* WORK TASK *
Output every entry verbatim.

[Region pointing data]
----------------

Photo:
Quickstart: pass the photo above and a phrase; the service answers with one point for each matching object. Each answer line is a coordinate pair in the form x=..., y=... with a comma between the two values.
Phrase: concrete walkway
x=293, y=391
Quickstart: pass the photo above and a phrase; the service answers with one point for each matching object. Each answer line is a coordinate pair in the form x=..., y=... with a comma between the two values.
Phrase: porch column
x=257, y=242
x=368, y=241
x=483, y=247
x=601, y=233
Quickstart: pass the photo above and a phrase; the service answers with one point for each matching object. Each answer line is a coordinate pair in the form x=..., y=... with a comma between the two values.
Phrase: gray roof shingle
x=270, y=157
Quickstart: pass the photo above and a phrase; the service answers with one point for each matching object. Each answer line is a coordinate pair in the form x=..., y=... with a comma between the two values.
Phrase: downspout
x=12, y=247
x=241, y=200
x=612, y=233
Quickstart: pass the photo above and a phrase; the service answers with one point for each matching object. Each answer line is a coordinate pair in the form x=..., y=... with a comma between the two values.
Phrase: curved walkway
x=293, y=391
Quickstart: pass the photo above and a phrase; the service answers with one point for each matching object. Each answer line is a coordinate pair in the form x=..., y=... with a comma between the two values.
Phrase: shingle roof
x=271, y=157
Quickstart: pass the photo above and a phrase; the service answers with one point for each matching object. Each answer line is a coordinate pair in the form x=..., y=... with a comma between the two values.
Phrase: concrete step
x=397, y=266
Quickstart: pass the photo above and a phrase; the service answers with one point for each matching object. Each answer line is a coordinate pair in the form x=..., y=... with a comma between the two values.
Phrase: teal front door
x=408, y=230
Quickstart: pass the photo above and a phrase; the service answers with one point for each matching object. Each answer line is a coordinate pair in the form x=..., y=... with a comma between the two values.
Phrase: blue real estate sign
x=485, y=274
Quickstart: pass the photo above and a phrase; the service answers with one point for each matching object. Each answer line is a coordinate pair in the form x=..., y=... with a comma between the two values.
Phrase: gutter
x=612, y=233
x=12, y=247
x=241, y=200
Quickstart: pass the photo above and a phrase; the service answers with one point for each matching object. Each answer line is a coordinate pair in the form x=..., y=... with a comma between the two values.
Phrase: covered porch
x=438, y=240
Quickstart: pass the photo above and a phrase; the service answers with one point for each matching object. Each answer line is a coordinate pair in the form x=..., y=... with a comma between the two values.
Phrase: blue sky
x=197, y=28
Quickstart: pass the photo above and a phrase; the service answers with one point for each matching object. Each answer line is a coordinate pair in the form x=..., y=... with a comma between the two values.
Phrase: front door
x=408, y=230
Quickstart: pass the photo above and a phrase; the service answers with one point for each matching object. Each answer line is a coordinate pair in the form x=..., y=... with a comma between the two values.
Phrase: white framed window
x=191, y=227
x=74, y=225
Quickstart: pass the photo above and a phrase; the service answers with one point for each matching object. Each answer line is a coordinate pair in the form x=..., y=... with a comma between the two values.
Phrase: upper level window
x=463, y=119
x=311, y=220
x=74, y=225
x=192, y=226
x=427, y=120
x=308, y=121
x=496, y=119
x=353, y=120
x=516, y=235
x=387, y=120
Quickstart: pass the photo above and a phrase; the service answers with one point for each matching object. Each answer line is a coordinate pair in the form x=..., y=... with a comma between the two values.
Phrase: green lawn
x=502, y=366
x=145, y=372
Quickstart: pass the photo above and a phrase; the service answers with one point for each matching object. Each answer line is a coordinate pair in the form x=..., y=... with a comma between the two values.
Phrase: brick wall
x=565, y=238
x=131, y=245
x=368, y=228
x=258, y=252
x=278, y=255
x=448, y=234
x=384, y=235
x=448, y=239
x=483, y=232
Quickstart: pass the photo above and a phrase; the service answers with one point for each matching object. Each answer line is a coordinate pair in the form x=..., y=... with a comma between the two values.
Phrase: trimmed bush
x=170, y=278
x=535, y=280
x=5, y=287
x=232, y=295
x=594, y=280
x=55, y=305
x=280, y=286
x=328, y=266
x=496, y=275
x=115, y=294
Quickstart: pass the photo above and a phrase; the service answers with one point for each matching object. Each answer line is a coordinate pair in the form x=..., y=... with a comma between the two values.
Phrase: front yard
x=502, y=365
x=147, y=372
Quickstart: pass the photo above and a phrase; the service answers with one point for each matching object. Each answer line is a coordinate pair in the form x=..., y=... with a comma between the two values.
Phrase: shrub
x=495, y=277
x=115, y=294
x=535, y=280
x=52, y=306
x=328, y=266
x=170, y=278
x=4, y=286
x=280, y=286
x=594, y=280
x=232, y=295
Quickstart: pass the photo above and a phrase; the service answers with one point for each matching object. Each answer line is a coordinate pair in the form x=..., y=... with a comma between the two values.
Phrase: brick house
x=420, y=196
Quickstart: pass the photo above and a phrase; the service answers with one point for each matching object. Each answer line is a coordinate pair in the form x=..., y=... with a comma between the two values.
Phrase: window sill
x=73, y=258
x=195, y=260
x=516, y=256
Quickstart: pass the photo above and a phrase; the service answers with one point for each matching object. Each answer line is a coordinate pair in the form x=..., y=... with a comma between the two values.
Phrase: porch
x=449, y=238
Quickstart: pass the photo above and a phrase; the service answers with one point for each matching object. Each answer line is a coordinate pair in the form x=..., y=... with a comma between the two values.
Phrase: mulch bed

----------------

* RESPONSE AREA *
Photo:
Quickstart: pass the photo above and a phrase; the service answers with one point for each matching object. Each answer line is a coordinate pair in the form x=..., y=... with a comma between the two values.
Phrase: concrete walkway
x=293, y=391
Quickstart: pass the photo above and a phrase; the service answers with one point for each matching object. Each answer line is a coordinate pair in the form x=..., y=... with a comma between the two values.
Phrase: porch column
x=257, y=242
x=368, y=241
x=483, y=247
x=601, y=233
Quickstart: pass the photo above and a phrase; the service answers with one point for each matching object. Each answer line is a coordinate pair in the form x=..., y=... with a comma between the two values.
Phrase: gray roof shingle
x=270, y=157
Quickstart: pass the photo above and a phrase; the service answers with one point for each matching object. Each answer line is a coordinate pair in the form x=..., y=... with a comma between the two values.
Phrase: downspout
x=12, y=247
x=241, y=200
x=612, y=233
Quickstart: pass the photo above and a phrase; the service answers with one point for each matching object. Each answer line is a coordinate pair in the form x=..., y=... with a comma between the two values.
Phrase: curved walkway
x=293, y=391
Quickstart: pass the photo above and a phrase; the service answers with one point for each matching object. Each answer line is a coordinate pair in the form x=..., y=... with a comma between the two values.
Phrase: shingle roof
x=271, y=157
Quickstart: pass the photo above and a phrase; the service answers with one point for each matching object. Each answer line is a coordinate pair in the form x=..., y=... with a comma between the two values.
Phrase: concrete step
x=397, y=266
Quickstart: pass the photo above and a phrase; the service answers with one point for each matching object. Each answer line is a coordinate pair in the form x=..., y=... with a comma between the two values.
Phrase: teal front door
x=408, y=230
Quickstart: pass the photo above and a phrase; the service answers with one point for each matching object. Each answer line is a coordinate pair in the form x=..., y=... with a comma between the two values.
Phrase: blue real estate sign
x=485, y=274
Quickstart: pass the photo above and a phrase; the service answers with one point for each matching object. Each answer line is a coordinate pair in the form x=..., y=... with a comma between the two values.
Phrase: gutter
x=612, y=233
x=12, y=247
x=241, y=200
Quickstart: pass the photo above and a phrase; the service answers with one point for each matching object. Each answer line is a coordinate pair in the form x=..., y=... with a comma between the two values.
Phrase: covered porch
x=438, y=240
Quickstart: pass the photo above and a phrase; the service answers with one point for each matching object. Each answer line is a coordinate pair in the form x=..., y=... with a comma between the two values.
Phrase: blue sky
x=197, y=28
Quickstart: pass the photo above and a phrase; the service answers with one point for each matching object. Each answer line is a coordinate pair in the form x=..., y=... with a comma between the two values.
Phrase: front door
x=408, y=230
Quickstart: pass the photo above and a phrase; the service answers with one point for each matching object. Each answer line is a coordinate pair in the form x=..., y=... with a comma between the two values.
Phrase: white framed window
x=191, y=227
x=74, y=225
Quickstart: pass the photo above and a phrase; the service answers with one point for each matching object. Each answer line is a coordinate pair in the form x=..., y=... with a comma between the two values.
Phrase: upper level window
x=463, y=119
x=311, y=220
x=74, y=225
x=192, y=226
x=427, y=120
x=308, y=121
x=496, y=119
x=353, y=120
x=516, y=235
x=387, y=120
Quickstart: pass the photo above and a phrase; the service answers with one point for each matching object. Each answer line is a coordinate pair in the form x=..., y=... with a comma between the two values.
Phrase: green lawn
x=502, y=366
x=145, y=372
Quickstart: pass the photo above and a phrase; the service answers with one point for each matching object. Each answer line is a coordinate pair in the form x=..., y=... with a comma between the two values.
Phrase: brick wall
x=565, y=238
x=131, y=245
x=368, y=228
x=258, y=252
x=278, y=255
x=448, y=234
x=384, y=235
x=448, y=239
x=483, y=232
Quickstart: pass the photo above and a phrase; the service answers with one point for each matching object. Each answer line is a coordinate pair in the form x=..., y=... with a comma between the two values.
Phrase: trimmed bush
x=170, y=278
x=535, y=280
x=5, y=287
x=232, y=295
x=594, y=280
x=55, y=305
x=280, y=286
x=328, y=266
x=496, y=275
x=115, y=294
Quickstart: pass the photo above and a phrase; the service answers with one point for each matching object. Each answer line is a coordinate pair in the form x=..., y=... with a comma between the two values.
Phrase: front yard
x=502, y=365
x=147, y=372
Quickstart: pass the photo above and a phrase; the service answers with one point for each matching object. Each answer line is a coordinate pair in the form x=..., y=... with a comma between the two values.
Phrase: shrub
x=495, y=277
x=115, y=294
x=535, y=280
x=52, y=306
x=328, y=266
x=170, y=278
x=4, y=286
x=280, y=286
x=594, y=280
x=232, y=295
Quickstart: pass the photo above and a phrase; the service answers with one point for each matching object. Each answer line is a coordinate pair in the form x=..., y=... with a comma between the two values.
Phrase: brick house
x=420, y=196
Quickstart: pass the photo above and a phrase; the service answers with one point for each matching object. Each answer line is a coordinate pair in the form x=..., y=... with a comma between the two values.
Phrase: window sill
x=73, y=258
x=195, y=260
x=516, y=256
Quickstart: pass the photo above and a phrase; the service answers with one point for each matching object. Each answer line is a coordinate pair in the form x=..., y=... with a comma between the two values.
Phrase: porch
x=449, y=238
Quickstart: pass the photo above and a phrase; the service answers with one point for each matching object. Each answer line is a coordinate pair in the form x=..., y=... with a comma between the two values.
Phrase: mulch bed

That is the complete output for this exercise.